▸ **Page text**:
>>
That’s the TIME magazine cover, buddy.

atzanteol@sh.itjust.works · 2 months ago

destroy the bargain that made free software spread like wildfire

If you didn’t want your code to be used by others then don’t make it open source.

yoasif@fedia.io · 2 months ago

Do you understand how free software works? Did you read the post? I’d love to clarify, but I’m not going to rewrite the article.

atzanteol@sh.itjust.works · 2 months ago

Also - this conclusion is ridiculous:

By incorporating copyleft data into their models, the LLMs do share the work - but not alike. Instead, the AI strips the work of its provenance and transforms it to be copyright free.

That is absolutely not true. It doesn’t remove the copyright from the original work and no court has ruled as such.

If I wrote a “random code generator” that just happened to create the source code for Microsoft Windows in entirety it wouldn’t strip Microsoft of its copyright.

yoasif@fedia.io · 1 month ago

That is absolutely not true. It doesn’t remove the copyright from the original work and no court has ruled as such.

Sorry, I just got around to this message. That is the idea of the provenance – clearly, the canonical work is copyright. It is the version that has been stripped of its provenance via the LLM that no longer retains its copyright (because as I pointed out, LLM outputs cannot be copyright).
<<
▸ **Data under study**:
>>
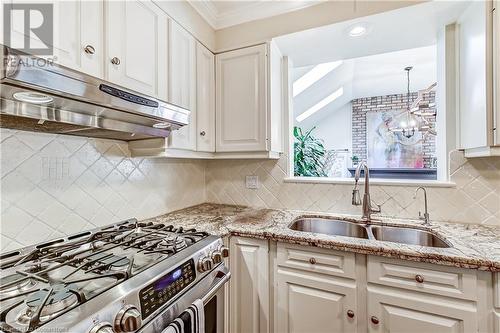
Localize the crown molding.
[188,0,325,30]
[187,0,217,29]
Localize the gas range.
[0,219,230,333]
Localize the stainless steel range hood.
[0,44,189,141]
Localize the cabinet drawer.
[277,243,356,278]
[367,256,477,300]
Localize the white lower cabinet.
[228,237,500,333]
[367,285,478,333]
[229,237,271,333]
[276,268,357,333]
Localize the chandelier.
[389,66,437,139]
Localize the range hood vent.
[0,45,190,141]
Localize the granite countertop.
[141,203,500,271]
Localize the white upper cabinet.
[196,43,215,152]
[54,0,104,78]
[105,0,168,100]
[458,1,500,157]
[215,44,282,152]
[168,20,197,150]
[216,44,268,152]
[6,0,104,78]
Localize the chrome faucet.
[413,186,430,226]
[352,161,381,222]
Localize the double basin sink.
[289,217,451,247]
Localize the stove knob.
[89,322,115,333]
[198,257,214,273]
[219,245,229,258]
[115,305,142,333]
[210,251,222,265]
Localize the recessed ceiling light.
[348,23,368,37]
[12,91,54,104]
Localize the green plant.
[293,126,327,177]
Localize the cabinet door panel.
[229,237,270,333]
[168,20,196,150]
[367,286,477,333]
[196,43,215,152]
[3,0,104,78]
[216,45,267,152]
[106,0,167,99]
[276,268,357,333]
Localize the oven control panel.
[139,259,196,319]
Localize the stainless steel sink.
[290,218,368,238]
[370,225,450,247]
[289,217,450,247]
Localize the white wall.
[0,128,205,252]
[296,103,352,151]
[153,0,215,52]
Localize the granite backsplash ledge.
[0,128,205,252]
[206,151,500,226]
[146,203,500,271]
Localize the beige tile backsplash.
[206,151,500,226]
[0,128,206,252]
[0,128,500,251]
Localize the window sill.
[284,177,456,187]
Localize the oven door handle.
<<
▸ **Exercise details**: Transcribe the entire forum thread on copyleft software and AI models, reproducing every line without alteration.

▸ **Output for this exercise**:
That’s the TIME magazine cover, buddy.

atzanteol@sh.itjust.works · 2 months ago

destroy the bargain that made free software spread like wildfire

If you didn’t want your code to be used by others then don’t make it open source.

yoasif@fedia.io · 2 months ago

Do you understand how free software works? Did you read the post? I’d love to clarify, but I’m not going to rewrite the article.

atzanteol@sh.itjust.works · 2 months ago

Also - this conclusion is ridiculous:

By incorporating copyleft data into their models, the LLMs do share the work - but not alike. Instead, the AI strips the work of its provenance and transforms it to be copyright free.

That is absolutely not true. It doesn’t remove the copyright from the original work and no court has ruled as such.

If I wrote a “random code generator” that just happened to create the source code for Microsoft Windows in entirety it wouldn’t strip Microsoft of its copyright.

yoasif@fedia.io · 1 month ago

That is absolutely not true. It doesn’t remove the copyright from the original work and no court has ruled as such.

Sorry, I just got around to this message. That is the idea of the provenance – clearly, the canonical work is copyright. It is the version that has been stripped of its provenance via the LLM that no longer retains its copyright (because as I pointed out, LLM outputs cannot be copyright).